[Start of Attachment]
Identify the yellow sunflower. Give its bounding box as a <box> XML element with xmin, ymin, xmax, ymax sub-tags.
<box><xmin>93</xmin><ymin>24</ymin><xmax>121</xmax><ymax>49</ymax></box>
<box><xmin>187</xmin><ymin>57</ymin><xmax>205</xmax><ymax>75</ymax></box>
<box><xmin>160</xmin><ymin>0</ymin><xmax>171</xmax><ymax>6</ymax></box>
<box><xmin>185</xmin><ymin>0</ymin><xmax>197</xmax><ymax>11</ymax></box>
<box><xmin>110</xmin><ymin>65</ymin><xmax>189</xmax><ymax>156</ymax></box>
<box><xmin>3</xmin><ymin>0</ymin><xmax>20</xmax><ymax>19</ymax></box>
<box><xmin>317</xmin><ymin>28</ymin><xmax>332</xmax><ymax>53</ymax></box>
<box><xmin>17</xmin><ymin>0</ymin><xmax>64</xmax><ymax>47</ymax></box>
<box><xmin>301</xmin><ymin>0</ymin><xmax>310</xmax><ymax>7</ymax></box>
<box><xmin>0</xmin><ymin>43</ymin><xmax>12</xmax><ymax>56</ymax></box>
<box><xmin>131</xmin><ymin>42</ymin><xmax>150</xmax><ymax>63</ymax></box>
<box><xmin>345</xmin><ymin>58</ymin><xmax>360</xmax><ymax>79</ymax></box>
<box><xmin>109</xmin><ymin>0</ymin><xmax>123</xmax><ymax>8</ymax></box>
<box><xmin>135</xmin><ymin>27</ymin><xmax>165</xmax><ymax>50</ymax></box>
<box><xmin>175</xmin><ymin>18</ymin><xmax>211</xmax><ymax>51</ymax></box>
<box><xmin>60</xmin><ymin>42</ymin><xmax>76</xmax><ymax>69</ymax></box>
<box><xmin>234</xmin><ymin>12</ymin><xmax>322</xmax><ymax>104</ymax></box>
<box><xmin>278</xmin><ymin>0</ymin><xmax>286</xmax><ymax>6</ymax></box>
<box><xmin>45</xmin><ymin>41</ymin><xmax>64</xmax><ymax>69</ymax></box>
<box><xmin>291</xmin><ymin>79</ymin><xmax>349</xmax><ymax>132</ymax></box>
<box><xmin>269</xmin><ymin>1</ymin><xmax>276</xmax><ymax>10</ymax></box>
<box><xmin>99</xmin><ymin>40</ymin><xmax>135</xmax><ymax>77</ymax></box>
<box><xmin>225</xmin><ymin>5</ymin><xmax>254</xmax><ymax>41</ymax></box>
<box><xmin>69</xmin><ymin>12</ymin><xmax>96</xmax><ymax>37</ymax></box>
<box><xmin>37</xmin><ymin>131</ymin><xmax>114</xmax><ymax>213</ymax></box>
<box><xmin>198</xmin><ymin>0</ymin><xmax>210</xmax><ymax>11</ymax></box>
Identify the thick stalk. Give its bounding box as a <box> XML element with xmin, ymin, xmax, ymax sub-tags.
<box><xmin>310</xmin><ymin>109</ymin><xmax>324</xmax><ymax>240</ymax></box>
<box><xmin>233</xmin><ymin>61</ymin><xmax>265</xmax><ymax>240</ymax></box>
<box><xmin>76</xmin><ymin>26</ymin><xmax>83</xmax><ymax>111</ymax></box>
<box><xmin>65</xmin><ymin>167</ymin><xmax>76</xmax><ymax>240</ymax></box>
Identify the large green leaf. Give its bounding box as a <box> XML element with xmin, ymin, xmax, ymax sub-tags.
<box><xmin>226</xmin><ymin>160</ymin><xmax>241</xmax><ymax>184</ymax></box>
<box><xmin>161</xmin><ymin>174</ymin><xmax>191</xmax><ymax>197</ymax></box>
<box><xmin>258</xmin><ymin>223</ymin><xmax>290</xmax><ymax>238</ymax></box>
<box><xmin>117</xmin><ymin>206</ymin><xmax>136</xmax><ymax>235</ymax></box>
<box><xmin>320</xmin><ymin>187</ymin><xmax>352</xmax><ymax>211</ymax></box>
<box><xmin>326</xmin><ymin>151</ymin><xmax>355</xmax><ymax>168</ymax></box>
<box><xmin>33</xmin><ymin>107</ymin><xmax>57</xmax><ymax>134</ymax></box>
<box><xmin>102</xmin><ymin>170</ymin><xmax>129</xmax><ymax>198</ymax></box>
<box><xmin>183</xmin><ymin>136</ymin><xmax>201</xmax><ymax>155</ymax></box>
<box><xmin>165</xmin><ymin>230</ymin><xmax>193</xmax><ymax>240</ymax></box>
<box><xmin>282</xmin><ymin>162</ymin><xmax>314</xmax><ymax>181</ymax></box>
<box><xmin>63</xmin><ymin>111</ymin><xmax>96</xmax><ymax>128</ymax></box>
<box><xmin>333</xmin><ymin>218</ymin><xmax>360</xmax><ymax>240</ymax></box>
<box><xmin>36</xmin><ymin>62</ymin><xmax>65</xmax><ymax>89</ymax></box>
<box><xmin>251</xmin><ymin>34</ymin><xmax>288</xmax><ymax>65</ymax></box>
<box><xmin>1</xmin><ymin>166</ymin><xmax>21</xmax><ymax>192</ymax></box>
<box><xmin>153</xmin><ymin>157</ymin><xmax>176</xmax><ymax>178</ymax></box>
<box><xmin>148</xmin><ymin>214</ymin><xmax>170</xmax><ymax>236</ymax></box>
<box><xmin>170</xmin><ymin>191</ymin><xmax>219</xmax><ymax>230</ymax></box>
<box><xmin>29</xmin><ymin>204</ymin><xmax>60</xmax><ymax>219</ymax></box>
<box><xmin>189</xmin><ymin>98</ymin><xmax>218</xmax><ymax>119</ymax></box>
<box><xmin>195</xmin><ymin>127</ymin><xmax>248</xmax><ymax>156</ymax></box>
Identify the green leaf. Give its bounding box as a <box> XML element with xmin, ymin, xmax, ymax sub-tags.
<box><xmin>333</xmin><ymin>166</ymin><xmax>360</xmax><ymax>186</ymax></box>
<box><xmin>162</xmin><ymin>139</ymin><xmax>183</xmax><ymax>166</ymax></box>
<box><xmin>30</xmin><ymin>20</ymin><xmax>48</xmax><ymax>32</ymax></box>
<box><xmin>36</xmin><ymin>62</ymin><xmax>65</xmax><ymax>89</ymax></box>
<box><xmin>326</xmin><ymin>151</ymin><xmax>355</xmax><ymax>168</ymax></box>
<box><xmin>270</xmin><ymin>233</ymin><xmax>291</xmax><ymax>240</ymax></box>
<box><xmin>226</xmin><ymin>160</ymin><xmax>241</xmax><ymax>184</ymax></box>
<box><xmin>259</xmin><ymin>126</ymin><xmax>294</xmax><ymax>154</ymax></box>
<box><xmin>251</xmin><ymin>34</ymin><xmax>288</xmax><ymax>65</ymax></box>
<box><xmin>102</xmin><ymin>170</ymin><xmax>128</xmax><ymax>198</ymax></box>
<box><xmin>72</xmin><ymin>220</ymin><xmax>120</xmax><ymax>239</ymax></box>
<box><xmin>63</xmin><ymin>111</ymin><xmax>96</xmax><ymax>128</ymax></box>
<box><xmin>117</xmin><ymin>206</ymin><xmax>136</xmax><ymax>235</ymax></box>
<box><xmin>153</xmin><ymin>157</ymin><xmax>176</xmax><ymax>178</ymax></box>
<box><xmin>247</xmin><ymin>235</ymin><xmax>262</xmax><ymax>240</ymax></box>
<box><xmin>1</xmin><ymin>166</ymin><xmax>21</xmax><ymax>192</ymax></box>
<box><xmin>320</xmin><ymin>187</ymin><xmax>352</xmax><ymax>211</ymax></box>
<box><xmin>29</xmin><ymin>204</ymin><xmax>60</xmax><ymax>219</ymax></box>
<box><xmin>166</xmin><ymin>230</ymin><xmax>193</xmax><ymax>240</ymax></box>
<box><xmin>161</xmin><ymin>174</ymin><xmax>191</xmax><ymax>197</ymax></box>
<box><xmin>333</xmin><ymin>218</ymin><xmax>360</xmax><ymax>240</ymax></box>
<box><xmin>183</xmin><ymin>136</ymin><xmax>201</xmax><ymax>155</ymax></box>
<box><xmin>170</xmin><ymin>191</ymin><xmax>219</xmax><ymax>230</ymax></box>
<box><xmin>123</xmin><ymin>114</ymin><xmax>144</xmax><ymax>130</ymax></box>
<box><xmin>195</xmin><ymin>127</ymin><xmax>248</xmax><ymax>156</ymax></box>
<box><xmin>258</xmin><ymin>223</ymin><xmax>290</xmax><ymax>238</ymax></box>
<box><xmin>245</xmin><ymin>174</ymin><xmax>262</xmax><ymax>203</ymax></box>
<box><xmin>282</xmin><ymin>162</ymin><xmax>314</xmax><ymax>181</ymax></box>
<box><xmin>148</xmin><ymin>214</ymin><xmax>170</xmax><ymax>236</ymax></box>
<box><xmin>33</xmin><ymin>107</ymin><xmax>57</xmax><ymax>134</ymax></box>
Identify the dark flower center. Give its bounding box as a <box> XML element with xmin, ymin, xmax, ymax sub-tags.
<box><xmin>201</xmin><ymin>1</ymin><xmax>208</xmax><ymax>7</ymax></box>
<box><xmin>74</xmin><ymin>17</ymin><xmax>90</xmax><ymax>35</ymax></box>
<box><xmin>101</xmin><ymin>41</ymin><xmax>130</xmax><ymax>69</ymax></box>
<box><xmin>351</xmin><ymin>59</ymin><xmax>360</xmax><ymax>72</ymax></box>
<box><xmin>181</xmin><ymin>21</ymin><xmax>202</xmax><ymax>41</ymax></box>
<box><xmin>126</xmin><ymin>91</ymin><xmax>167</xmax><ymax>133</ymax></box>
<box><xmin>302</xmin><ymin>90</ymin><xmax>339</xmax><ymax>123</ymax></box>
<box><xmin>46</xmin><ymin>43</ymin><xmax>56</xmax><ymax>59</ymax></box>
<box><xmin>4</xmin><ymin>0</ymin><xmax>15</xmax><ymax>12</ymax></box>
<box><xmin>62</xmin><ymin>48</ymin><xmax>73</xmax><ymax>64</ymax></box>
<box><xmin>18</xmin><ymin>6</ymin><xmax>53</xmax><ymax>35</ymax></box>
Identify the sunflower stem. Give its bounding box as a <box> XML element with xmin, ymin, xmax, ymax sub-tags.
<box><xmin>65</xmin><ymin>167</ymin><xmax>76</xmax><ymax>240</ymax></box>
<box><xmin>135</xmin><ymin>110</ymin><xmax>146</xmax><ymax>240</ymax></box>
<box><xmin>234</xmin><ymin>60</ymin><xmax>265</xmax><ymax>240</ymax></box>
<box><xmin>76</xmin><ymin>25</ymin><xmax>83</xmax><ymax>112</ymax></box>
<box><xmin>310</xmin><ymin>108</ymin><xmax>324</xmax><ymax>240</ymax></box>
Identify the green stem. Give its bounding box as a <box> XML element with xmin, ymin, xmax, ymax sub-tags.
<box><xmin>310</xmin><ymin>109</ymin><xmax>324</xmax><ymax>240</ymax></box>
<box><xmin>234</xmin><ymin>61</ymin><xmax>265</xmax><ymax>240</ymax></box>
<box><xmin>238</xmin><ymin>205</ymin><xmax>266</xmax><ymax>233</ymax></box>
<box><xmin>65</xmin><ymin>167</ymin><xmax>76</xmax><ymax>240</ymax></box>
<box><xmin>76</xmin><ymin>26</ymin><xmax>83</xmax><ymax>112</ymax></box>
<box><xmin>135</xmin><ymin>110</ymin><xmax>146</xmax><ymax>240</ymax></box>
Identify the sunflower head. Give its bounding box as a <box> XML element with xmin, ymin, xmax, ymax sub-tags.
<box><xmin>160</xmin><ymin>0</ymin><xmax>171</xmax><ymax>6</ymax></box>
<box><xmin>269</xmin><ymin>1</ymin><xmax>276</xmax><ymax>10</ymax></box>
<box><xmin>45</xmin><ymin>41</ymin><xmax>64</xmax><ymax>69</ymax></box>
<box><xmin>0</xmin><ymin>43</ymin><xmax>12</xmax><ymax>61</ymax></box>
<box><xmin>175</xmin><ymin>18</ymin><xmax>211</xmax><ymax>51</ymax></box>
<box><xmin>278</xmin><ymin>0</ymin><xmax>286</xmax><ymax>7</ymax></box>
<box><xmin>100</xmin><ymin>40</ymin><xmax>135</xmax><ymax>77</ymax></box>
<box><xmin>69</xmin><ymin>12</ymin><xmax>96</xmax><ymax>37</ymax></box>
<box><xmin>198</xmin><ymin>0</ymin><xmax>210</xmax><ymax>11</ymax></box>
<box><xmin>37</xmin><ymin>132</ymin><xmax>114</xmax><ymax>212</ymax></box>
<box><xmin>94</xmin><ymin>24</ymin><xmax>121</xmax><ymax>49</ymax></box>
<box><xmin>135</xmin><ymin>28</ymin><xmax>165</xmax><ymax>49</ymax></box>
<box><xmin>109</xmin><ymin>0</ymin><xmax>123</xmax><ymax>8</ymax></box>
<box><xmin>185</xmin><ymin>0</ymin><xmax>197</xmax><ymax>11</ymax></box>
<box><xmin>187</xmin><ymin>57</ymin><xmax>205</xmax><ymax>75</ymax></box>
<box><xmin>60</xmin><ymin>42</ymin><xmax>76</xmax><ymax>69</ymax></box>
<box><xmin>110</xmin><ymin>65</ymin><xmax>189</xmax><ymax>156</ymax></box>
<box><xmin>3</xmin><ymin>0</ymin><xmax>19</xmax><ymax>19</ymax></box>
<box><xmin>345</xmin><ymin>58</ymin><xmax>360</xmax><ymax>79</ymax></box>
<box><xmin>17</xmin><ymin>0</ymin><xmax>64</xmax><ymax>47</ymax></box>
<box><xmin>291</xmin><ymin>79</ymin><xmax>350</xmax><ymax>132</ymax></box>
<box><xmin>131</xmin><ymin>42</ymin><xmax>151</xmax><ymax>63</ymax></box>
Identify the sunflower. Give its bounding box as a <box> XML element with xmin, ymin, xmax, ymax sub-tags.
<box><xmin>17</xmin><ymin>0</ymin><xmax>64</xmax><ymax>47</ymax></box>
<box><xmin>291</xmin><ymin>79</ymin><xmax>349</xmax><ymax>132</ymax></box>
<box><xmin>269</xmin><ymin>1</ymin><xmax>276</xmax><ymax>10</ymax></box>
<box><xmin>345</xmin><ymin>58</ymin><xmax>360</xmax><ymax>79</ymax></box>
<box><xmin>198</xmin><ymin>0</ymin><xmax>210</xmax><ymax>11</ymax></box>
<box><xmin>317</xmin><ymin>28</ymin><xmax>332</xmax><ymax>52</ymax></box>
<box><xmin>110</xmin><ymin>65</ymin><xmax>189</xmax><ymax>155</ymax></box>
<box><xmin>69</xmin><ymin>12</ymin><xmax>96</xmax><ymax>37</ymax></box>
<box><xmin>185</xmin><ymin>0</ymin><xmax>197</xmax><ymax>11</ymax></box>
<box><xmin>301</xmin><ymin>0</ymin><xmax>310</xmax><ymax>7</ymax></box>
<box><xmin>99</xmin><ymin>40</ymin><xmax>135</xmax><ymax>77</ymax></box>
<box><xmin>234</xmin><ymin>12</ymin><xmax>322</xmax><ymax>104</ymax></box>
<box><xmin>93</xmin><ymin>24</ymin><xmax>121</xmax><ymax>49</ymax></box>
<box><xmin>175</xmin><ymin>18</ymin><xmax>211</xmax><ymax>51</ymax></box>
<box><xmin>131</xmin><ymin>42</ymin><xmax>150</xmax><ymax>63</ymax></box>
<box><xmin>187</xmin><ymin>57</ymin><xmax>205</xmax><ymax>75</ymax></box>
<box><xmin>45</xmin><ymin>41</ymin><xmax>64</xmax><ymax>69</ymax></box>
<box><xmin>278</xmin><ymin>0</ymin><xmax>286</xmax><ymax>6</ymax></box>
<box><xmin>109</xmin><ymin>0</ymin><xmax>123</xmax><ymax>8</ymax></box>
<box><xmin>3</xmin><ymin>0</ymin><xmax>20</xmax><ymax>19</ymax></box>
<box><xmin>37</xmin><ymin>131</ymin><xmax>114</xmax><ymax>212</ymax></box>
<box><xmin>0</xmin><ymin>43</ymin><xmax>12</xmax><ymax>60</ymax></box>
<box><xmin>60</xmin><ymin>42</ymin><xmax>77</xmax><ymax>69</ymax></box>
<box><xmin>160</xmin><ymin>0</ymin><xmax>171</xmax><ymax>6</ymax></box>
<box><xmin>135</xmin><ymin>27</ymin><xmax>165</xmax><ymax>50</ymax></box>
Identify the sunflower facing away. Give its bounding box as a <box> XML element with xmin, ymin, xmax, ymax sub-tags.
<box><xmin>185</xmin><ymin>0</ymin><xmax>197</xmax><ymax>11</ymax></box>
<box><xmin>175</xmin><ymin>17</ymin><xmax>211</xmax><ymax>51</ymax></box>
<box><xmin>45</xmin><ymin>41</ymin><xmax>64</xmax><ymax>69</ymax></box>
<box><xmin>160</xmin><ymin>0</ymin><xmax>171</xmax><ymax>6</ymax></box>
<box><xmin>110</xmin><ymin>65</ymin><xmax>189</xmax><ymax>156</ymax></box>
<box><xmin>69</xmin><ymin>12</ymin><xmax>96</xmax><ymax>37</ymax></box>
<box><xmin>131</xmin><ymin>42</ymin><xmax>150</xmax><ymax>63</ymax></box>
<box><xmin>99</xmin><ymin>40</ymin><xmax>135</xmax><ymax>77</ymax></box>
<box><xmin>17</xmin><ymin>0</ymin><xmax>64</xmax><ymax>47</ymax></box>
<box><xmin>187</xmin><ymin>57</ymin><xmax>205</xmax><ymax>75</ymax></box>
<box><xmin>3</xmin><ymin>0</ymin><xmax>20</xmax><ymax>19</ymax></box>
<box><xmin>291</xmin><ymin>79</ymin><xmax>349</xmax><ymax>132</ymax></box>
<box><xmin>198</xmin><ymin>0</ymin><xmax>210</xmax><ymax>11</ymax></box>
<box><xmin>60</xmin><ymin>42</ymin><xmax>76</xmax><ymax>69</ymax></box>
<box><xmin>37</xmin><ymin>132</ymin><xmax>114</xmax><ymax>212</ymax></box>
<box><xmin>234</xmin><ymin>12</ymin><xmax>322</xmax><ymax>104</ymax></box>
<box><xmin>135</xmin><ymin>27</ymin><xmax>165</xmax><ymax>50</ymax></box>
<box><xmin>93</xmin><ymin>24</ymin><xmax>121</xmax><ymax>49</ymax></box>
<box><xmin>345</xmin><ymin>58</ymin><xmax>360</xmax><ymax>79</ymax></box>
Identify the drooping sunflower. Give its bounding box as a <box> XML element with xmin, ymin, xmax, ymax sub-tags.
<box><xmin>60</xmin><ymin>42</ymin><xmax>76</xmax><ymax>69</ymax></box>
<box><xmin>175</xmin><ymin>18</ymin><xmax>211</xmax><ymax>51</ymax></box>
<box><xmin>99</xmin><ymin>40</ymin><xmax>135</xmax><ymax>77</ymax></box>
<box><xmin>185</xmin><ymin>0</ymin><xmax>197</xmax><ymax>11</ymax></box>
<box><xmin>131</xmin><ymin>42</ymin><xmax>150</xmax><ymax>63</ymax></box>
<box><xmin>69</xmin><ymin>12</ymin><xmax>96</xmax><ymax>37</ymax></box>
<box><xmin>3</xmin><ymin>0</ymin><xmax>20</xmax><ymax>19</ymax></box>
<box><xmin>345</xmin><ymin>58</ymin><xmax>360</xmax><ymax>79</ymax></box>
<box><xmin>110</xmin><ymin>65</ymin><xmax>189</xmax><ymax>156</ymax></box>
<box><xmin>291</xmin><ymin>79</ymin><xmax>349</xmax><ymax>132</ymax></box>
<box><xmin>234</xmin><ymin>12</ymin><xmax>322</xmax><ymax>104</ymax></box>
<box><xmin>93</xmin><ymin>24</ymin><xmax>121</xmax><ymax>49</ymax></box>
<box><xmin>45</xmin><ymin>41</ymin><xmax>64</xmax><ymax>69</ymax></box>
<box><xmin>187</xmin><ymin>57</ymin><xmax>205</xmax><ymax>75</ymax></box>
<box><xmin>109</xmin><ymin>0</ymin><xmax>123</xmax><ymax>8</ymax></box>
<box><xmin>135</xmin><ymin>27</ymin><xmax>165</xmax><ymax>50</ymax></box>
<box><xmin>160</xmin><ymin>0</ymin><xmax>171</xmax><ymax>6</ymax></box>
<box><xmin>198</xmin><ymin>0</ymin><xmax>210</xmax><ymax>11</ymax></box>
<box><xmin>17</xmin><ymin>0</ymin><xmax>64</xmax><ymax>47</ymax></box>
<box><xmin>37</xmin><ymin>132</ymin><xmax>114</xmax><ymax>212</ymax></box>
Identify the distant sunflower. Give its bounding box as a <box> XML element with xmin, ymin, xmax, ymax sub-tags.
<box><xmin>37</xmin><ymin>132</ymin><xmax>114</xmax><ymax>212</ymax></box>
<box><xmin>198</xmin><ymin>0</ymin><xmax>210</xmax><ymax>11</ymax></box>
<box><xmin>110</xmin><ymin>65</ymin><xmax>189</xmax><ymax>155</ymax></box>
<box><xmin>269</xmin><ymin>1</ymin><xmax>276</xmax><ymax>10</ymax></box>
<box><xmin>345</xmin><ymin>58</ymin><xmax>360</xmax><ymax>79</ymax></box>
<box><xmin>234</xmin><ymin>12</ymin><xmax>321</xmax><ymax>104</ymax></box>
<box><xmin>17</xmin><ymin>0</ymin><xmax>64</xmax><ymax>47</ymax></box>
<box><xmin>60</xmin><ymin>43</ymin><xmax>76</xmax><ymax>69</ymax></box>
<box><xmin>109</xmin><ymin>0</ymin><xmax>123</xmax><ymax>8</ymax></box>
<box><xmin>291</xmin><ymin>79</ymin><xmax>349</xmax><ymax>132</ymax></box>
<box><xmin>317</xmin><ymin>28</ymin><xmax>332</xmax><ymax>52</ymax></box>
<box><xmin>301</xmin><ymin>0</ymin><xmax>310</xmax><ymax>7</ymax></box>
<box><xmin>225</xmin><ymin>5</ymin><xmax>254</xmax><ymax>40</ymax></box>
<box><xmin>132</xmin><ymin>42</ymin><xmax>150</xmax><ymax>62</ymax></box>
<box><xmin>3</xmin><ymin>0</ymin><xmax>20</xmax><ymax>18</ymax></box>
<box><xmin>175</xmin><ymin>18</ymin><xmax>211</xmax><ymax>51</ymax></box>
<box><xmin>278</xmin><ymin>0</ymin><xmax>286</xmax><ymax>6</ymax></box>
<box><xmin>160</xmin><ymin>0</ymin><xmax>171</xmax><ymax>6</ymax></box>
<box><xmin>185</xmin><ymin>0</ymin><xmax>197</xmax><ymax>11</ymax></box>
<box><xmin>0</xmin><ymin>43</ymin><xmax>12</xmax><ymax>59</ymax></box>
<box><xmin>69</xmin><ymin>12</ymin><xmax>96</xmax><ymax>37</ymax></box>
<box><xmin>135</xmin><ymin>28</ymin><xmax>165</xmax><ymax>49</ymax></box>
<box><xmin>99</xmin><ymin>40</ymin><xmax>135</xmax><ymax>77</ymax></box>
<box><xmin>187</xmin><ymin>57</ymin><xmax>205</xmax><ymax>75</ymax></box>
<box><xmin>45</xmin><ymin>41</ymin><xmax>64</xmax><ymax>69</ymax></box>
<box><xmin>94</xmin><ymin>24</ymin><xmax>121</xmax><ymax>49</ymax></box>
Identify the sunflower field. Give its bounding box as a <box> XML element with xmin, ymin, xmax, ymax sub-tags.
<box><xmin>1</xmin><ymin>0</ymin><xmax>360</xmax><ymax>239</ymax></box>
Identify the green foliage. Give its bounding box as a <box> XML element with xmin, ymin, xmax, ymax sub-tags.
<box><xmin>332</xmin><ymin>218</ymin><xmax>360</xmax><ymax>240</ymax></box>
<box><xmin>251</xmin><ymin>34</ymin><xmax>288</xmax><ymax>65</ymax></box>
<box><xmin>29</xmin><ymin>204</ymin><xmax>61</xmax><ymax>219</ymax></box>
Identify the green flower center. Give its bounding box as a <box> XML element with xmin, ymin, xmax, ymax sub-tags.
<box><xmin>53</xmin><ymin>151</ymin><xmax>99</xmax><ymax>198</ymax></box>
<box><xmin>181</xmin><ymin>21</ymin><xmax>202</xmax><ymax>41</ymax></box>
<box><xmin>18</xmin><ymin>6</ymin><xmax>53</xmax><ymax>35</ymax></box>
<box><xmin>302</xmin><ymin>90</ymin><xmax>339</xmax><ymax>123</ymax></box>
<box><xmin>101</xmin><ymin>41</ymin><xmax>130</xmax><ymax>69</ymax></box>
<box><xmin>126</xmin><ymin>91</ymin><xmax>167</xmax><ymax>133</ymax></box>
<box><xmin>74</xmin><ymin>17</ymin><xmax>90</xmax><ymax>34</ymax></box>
[End of Attachment]
### [WHAT NEEDS TO BE DONE]
In the entries above, find each line with the word "green" and return it.

### [RESULT FOR THIS EXERCISE]
Identify the large green leaf. Give its bounding box as a <box> XML element with xmin, ymin, xmax, ymax sub-tags.
Identify the green leaf. Give its bounding box as a <box> XML element with xmin, ymin, xmax, ymax sub-tags.
Identify the green stem. Give its bounding box as a <box> XML element with xmin, ymin, xmax, ymax sub-tags.
Identify the green foliage. Give its bounding box as a <box> XML element with xmin, ymin, xmax, ymax sub-tags.
Identify the green flower center. Give its bounding box as a <box> XML element with xmin, ymin, xmax, ymax sub-tags.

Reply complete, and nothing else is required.